**What to do**
Show every line below that contains the string "with", matching case exactly.

**Input material**

┌──

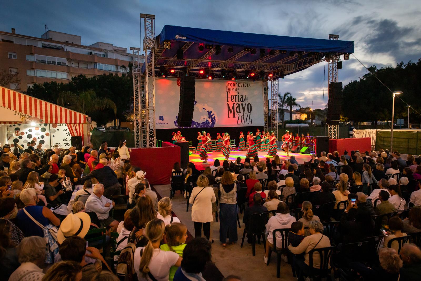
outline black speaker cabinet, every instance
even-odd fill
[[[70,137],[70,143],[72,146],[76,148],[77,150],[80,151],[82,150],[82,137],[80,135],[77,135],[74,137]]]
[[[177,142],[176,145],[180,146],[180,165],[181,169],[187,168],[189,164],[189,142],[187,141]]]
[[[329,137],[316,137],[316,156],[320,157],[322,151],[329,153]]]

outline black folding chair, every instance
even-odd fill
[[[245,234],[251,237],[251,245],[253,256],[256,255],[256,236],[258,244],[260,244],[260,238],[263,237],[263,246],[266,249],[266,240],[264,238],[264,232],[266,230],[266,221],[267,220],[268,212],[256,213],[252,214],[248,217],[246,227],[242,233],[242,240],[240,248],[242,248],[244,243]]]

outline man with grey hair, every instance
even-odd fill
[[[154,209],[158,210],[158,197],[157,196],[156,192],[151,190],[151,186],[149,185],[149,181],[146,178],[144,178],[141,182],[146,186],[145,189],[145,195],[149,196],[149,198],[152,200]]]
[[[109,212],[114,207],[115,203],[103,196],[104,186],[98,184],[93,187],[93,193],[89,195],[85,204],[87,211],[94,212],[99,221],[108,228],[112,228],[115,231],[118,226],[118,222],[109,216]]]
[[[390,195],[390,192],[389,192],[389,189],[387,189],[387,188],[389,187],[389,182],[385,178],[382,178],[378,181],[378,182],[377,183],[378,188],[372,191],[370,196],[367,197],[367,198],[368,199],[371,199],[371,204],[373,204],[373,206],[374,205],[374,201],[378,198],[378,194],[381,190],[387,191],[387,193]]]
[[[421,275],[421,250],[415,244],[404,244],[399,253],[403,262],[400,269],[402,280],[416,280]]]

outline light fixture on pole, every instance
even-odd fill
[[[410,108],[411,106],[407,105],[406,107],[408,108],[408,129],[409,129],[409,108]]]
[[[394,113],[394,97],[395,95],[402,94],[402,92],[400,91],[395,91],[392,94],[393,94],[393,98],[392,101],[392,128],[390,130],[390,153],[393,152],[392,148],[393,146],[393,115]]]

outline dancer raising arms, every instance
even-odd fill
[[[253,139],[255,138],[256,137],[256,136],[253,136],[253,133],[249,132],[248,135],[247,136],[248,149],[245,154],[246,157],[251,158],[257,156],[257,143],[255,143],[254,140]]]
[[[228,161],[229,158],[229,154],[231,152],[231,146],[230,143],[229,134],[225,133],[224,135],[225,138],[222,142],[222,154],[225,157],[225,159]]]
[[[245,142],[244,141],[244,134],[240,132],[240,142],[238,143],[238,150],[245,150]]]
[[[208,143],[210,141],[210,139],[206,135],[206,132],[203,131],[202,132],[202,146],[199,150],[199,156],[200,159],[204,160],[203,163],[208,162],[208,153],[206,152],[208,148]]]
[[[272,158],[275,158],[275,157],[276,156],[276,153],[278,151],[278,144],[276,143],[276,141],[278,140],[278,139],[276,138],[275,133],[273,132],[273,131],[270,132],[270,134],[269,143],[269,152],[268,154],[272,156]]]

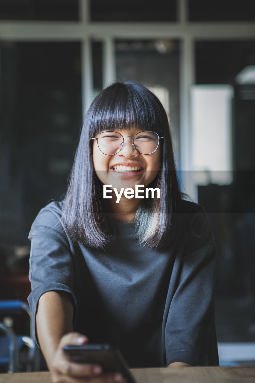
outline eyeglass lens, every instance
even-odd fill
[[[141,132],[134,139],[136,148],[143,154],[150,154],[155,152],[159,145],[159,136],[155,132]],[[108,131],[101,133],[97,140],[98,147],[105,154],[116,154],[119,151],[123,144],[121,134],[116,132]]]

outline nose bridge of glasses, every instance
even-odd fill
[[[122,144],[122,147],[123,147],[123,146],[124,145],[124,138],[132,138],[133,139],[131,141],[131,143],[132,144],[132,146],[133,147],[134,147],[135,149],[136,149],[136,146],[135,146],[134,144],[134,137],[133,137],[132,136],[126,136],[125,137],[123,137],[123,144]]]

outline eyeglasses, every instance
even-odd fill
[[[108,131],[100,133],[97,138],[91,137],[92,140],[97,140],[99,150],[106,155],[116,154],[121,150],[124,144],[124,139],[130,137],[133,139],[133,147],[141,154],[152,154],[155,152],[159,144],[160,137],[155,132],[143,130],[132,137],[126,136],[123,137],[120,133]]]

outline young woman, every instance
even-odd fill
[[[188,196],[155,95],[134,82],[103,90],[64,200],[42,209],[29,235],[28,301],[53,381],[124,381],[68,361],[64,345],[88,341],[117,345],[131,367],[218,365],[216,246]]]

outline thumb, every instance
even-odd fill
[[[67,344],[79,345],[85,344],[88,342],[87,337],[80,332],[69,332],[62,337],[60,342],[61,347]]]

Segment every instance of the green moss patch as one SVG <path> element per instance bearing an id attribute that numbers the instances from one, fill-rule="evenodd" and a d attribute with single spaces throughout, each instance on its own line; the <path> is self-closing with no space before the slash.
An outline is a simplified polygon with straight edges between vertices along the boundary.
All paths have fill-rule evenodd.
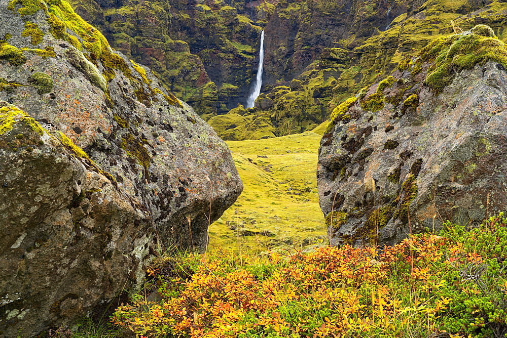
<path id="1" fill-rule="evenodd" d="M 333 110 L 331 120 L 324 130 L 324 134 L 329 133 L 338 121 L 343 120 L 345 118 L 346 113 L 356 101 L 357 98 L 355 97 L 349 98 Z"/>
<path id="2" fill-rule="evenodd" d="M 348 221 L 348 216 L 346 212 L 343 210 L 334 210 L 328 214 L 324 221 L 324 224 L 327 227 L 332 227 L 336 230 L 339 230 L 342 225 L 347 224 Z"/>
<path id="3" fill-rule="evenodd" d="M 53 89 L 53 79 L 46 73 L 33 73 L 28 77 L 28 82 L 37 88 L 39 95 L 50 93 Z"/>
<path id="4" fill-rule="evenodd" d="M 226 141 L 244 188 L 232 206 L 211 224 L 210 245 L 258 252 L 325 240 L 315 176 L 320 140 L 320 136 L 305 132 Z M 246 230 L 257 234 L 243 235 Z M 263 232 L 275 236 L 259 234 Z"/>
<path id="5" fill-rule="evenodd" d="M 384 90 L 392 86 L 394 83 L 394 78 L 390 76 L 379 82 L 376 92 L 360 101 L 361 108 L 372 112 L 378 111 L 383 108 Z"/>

└──

**Result**
outline man with grey hair, every instance
Segment every instance of the green moss patch as one SVG <path> element per instance bearing an id attribute that numbers the instances from one, fill-rule="evenodd" and a d attribute with single spaces throughout, each instance on its own line; the <path> is self-closing with no space before the slash.
An outline is a simplified polygon with straight edges between vertices along the boundary.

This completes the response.